> **SUPPLIED ENTRIES**:
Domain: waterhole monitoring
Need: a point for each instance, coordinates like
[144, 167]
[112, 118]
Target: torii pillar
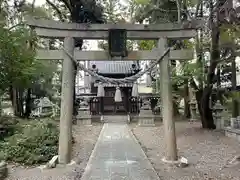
[167, 109]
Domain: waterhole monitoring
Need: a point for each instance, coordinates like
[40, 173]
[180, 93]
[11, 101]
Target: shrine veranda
[68, 31]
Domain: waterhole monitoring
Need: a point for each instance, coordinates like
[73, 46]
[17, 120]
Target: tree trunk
[207, 117]
[28, 104]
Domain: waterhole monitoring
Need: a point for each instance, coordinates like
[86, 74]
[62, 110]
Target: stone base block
[146, 121]
[84, 121]
[134, 118]
[232, 133]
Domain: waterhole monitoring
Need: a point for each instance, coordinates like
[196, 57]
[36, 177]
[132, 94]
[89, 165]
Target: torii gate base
[53, 29]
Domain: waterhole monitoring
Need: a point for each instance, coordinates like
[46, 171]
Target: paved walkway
[118, 156]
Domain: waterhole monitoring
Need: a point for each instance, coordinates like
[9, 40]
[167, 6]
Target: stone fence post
[218, 115]
[193, 108]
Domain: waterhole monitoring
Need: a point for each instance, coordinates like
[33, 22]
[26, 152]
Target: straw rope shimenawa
[131, 79]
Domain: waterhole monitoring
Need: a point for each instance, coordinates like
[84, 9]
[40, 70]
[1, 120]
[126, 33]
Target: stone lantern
[193, 109]
[146, 117]
[218, 119]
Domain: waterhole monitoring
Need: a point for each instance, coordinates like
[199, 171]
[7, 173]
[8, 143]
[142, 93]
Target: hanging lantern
[135, 90]
[118, 95]
[87, 80]
[94, 69]
[100, 92]
[148, 80]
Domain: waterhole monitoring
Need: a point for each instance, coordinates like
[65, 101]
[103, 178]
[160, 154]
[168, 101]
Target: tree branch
[60, 16]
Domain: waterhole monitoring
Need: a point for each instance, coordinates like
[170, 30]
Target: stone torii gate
[69, 31]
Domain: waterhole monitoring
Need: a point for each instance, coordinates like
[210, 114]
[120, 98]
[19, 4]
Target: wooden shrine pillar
[66, 115]
[167, 108]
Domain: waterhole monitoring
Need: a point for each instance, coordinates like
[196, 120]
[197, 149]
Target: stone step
[115, 119]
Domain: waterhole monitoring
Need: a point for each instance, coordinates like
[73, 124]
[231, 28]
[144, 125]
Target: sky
[93, 44]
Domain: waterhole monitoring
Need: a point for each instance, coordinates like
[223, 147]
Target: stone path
[118, 156]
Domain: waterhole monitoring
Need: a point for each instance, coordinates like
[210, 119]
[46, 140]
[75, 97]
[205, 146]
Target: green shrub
[35, 143]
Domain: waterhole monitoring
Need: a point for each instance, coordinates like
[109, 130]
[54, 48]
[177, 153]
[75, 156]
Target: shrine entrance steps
[117, 155]
[120, 119]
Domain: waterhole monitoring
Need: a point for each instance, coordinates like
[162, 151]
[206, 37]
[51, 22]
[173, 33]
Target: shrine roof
[114, 67]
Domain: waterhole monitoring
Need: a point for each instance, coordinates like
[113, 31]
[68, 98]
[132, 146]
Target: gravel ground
[85, 139]
[209, 153]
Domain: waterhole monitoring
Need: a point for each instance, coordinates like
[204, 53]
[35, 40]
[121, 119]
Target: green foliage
[34, 142]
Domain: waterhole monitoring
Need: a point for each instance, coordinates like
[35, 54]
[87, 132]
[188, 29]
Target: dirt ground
[209, 153]
[85, 138]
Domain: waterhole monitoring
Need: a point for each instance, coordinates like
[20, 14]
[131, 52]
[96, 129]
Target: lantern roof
[115, 67]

> **EXERCISE DETAILS**:
Repeat the data word for word; drop the pictures.

> **EXPECTED ANSWER**:
Domain: waterhole monitoring
Need: a point for each instance, coordinates like
[144, 167]
[112, 118]
Target: torii pillar
[167, 109]
Domain: waterhole monitoring
Need: a point for each instance, coordinates like
[40, 173]
[180, 93]
[11, 101]
Target: shrine veranda
[68, 31]
Domain: waterhole monitoring
Need: a point for each instance, coordinates like
[73, 46]
[17, 120]
Target: tree trunk
[207, 117]
[28, 104]
Domain: waterhole monitoring
Need: a point for each instance, coordinates like
[86, 74]
[62, 110]
Target: stone base block
[146, 121]
[84, 121]
[134, 118]
[232, 133]
Domain: waterhole monitoring
Need: a point for each instance, coordinates like
[196, 57]
[36, 177]
[132, 94]
[89, 165]
Target: torii gate base
[53, 29]
Domain: waterhole monitoring
Need: a point for each instance, coordinates like
[46, 171]
Target: paved walkway
[118, 156]
Domain: waterhole monitoring
Need: a point for each instance, coordinates like
[9, 40]
[167, 6]
Target: stone fence post
[218, 115]
[193, 108]
Domain: waterhole monitoring
Need: a point for each instance, coordinates like
[33, 22]
[26, 152]
Target: straw rope shimenawa
[131, 79]
Domain: waterhole monitoring
Need: a point for each instance, coordinates like
[84, 9]
[40, 70]
[1, 120]
[126, 33]
Target: stone lantern
[193, 109]
[146, 117]
[218, 119]
Domain: waterhole monitoring
Need: a point for each instance, coordinates like
[199, 171]
[7, 173]
[8, 143]
[142, 93]
Target: hanging lantern
[135, 90]
[118, 95]
[87, 80]
[94, 69]
[100, 92]
[148, 80]
Domain: waterhole monitoring
Need: a point for each instance, coordinates like
[65, 101]
[103, 178]
[160, 154]
[168, 101]
Target: tree branch
[60, 16]
Domain: waterhole monitoring
Need: a point for each instance, coordinates like
[170, 30]
Target: stone torii gate
[69, 31]
Domain: waterhole monitoring
Need: a point for each instance, coordinates like
[210, 114]
[120, 98]
[19, 4]
Target: wooden shrine pillar
[66, 115]
[167, 108]
Domain: waterhole monitoring
Need: a point for each instance, coordinates like
[196, 120]
[197, 149]
Target: stone step
[115, 119]
Domain: waterhole monitoring
Need: a point for each instance, coordinates like
[73, 124]
[231, 28]
[144, 125]
Target: sky
[93, 44]
Domain: waterhole monitoring
Need: a point for each instance, coordinates like
[223, 147]
Target: stone path
[118, 156]
Domain: waterhole monitoring
Need: a point for each instance, coordinates like
[210, 119]
[46, 140]
[75, 97]
[205, 146]
Target: green shrub
[35, 143]
Domain: waterhole monitoring
Need: a point for each instance, coordinates like
[109, 130]
[54, 48]
[177, 153]
[75, 156]
Target: shrine entrance steps
[117, 155]
[120, 119]
Domain: waterhole monitoring
Need: a point for each instance, coordinates like
[162, 151]
[206, 37]
[51, 22]
[173, 33]
Target: shrine roof
[114, 67]
Domain: waterhole monitoring
Need: a point for each instance, coordinates like
[113, 31]
[68, 98]
[132, 146]
Target: gravel ground
[85, 139]
[209, 153]
Domain: waterhole monitoring
Need: a point for each instance, coordinates like
[204, 53]
[35, 40]
[121, 119]
Target: green foliage
[34, 142]
Domain: waterhole monitoring
Need: a point for each instance, coordinates like
[35, 54]
[87, 132]
[188, 29]
Target: dirt ground
[209, 153]
[85, 138]
Domain: waterhole monitoring
Need: a point for each instance, coordinates like
[20, 14]
[131, 52]
[96, 129]
Target: lantern roof
[115, 67]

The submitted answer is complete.